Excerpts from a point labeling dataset
■ ■ ■ ■ ■
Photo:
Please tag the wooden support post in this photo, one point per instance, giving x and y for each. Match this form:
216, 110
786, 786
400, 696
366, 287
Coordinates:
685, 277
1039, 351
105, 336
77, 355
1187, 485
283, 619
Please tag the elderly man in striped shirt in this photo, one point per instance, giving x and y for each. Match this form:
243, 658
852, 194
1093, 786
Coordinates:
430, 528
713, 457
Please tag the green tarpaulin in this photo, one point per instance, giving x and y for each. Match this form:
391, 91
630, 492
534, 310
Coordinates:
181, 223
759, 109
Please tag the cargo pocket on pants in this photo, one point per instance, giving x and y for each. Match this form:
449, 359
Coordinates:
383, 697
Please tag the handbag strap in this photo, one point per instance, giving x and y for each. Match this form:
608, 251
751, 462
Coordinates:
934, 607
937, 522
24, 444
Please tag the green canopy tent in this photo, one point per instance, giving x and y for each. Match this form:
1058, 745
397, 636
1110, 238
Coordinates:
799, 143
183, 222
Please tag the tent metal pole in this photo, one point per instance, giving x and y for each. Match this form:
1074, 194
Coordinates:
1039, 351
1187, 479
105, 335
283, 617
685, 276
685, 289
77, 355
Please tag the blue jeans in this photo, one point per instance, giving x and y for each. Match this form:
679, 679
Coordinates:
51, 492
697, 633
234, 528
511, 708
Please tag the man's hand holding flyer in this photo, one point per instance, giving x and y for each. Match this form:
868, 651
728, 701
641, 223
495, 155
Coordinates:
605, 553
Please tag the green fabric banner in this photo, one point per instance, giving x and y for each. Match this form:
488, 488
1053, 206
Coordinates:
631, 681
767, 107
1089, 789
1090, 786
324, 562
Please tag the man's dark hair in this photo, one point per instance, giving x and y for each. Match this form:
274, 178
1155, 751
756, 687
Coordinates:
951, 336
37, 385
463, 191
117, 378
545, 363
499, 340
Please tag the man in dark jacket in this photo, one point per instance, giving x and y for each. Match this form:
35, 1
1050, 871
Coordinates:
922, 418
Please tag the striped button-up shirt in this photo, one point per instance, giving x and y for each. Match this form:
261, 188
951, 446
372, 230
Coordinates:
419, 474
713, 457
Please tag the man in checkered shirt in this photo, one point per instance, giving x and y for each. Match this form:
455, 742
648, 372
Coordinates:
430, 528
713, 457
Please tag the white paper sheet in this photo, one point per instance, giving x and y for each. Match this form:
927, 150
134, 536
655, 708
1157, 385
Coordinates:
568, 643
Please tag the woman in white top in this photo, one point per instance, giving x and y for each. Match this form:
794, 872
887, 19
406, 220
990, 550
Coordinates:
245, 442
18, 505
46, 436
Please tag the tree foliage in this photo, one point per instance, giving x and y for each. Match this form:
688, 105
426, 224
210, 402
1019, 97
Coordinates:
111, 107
■ ■ ■ ■ ■
- What you have to do:
Reproduce all the records above, swapping "one point per instance" for "one point for each instance" at every occurrence and leaving everything else unchanged.

- Result for this task:
Photo:
Please tag the wooden support post in this photo, one point for each instance, giving x and y for each. Match this form:
216, 110
786, 786
400, 696
366, 287
Coordinates:
685, 277
1039, 351
105, 336
77, 355
1187, 485
283, 619
Please tag the elderly man in striped shirt in this photo, one point for each instance, giving x and y for each. Match this form:
243, 658
852, 194
1093, 786
Coordinates:
430, 528
713, 457
Please tag the green tarpaulin in this photo, one point for each instance, giving x and y for each. Match this form:
391, 91
630, 492
534, 310
Coordinates:
181, 223
759, 109
Please tag the cargo pocket on pants in this photo, one point for each instance, giving x and y for each. Match this form:
449, 359
Coordinates:
383, 697
Please tag the handbag strap in this photo, one point for each instance, giving x and y for each. Match this form:
608, 251
751, 462
Coordinates:
934, 607
937, 522
24, 444
Please tag the green canopy tent in this photo, one point for each instance, giving x and y for each. Match this form:
1058, 745
397, 636
1110, 238
Coordinates:
799, 143
183, 222
Please tag the tent metal pole in this photo, one point for each instance, giving x and y for each. Match this form:
1074, 194
Coordinates:
1039, 351
1187, 479
105, 335
283, 617
685, 276
685, 289
77, 355
Please tag the blue jeans in this photo, one point for each instance, giving x and y for each. Match this form:
679, 679
Coordinates:
51, 492
697, 633
234, 528
511, 708
Please tag the man's hand holding flyer in this photo, one point for each instance, giving x and y for each. Match this form:
868, 651
728, 701
641, 223
495, 155
Coordinates:
605, 553
Please tag the green fabric banner in this photo, one point for each instance, giving x and y for each. Match this form:
488, 488
1053, 206
Coordinates:
631, 681
767, 107
1089, 789
1090, 786
324, 562
Please tag the man's dark hair in this photo, one point for each instance, giving x and y for each. Match this form:
274, 178
1155, 751
756, 687
Coordinates:
951, 336
37, 385
463, 191
117, 378
545, 363
499, 340
Please tag the man in dark jacket in this photo, one point for each instance, giving x and y for each. Match this form:
35, 1
1050, 871
Coordinates:
922, 418
Please tag the striped button-up shirt in this photo, one point for each instance, giving x and y for each. Match this form:
261, 188
951, 446
372, 230
Coordinates:
419, 474
713, 457
Please tag the man in checkered shirt in this photo, one point for each instance, giving x and y for each. Match this form:
455, 742
648, 372
Coordinates:
430, 528
713, 457
Please tag the white paper sheet in this photo, one point for each instance, giving x and y for each. Match this form:
927, 150
134, 536
655, 708
1157, 385
Coordinates:
568, 643
Please tag the woman in white top in this photo, one point for each instance, giving x and y for each. Match this form:
794, 872
887, 19
406, 220
990, 550
Coordinates:
245, 442
18, 505
46, 436
Please tag the tree foliage in this photo, one point for each instance, giving x and y for each. Match this form:
688, 105
426, 224
210, 402
1019, 97
Coordinates:
111, 107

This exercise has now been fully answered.